** BEGIN GIVEN PASSAGE **

Someday we may be able to say the same thing about technology and be just as right, but so far no one has come up with any easy answers or even a surefire path to the future. Ethanol, biodiesel and hybrids are, let's hope, transitional technologies. Plug-in hybrids, when they become available, will be an improvement, but our goal must be cars that don't use fossil fuels or internal combustion engines.

Either battery-electric power or hydrogen offers carmakers the opportunity to completely rethink the design and manufacturing of vehicles. But even if the ideal technology suddenly emerges and everybody says, “Oh, boy, the next car I buy is going to be one of those kinds of cars,” it will take years to replace all the gas hogs. After all, I was driving across the continent in a fifteen-year-old set of wheels. Boehm had stated the obvious: “There's no way you're going to snap your fingers and wake up tomorrow morning and
it's going to be a hydrogen world or an electric vehicle world or whatever.”

We need to step up the research and development, and cross our fingers. But, at the same time, let's not forget that we wouldn't be so desperate for a technological fix if we didn't drive so much— if more cities were like San Francisco and more people walked to work, to shop and to play.

17
The Pacific Coast Highway

Conflicted

I PARKED MY MAXIMA
at the airport in San Francisco and rented a silver convertible Mustang for the drive to Los Angeles and back. My sidekick for the trip south was Mike Harper, who owns two Porsches and races one of them, and admits to being a devout car worshipper. But since he was going through a crisis of faith, it turned out that I was to be his confessor over the next few days.

** END GIVEN PASSAGE **
** BEGIN EXTRACTED ENTRIES **

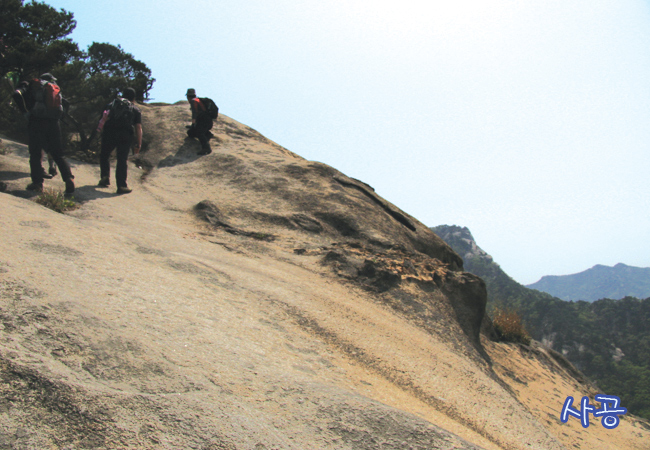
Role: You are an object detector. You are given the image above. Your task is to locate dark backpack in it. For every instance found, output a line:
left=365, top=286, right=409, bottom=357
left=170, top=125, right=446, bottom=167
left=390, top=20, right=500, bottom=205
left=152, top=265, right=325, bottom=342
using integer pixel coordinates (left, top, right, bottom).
left=199, top=97, right=219, bottom=120
left=29, top=78, right=63, bottom=119
left=106, top=98, right=135, bottom=131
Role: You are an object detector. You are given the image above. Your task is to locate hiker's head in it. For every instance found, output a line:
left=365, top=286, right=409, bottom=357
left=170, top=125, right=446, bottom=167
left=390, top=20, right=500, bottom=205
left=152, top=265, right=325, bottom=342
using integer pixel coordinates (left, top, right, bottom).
left=122, top=88, right=135, bottom=102
left=40, top=72, right=56, bottom=83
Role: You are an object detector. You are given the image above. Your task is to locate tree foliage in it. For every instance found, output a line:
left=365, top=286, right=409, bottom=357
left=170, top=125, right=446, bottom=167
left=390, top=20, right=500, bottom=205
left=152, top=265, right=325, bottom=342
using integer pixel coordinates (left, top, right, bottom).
left=0, top=0, right=155, bottom=156
left=0, top=0, right=81, bottom=77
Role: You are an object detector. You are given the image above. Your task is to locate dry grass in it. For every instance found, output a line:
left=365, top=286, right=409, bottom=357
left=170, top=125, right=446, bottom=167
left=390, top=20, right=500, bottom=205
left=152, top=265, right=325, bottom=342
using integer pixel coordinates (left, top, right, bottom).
left=35, top=188, right=79, bottom=213
left=492, top=309, right=531, bottom=345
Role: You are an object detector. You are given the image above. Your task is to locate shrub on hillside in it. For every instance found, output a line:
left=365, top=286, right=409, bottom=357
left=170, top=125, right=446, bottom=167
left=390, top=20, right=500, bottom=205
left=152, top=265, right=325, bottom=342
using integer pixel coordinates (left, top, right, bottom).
left=492, top=309, right=531, bottom=345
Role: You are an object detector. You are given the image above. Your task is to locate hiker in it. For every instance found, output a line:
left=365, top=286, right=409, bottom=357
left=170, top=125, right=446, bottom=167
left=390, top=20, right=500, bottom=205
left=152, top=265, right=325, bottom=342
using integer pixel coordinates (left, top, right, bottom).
left=185, top=89, right=219, bottom=155
left=13, top=73, right=74, bottom=195
left=97, top=88, right=142, bottom=194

** END EXTRACTED ENTRIES **

> [WRITTEN EXERCISE 1]:
From the passage about cars and fuel technology, repeat word for word the part that opens with the words containing "We need to step" and closes with "and to play.".
> [WRITTEN EXERCISE 2]:
Answer these from the passage about cars and fuel technology:
(a) Which two power sources give carmakers a chance to fully rethink how vehicles are designed and built?
(b) What car did the narrator rent for the drive to Los Angeles and back?
(c) How many Porsches does Mike Harper own?
The entries are separate from the passage about cars and fuel technology.

> [COMPLETE RESPONSE 1]:
We need to step up the research and development, and cross our fingers. But, at the same time, let's not forget that we wouldn't be so desperate for a technological fix if we didn't drive so much— if more cities were like San Francisco and more people walked to work, to shop and to play.

> [COMPLETE RESPONSE 2]:
(a) Battery-electric power and hydrogen.
(b) A silver convertible Mustang.
(c) Two.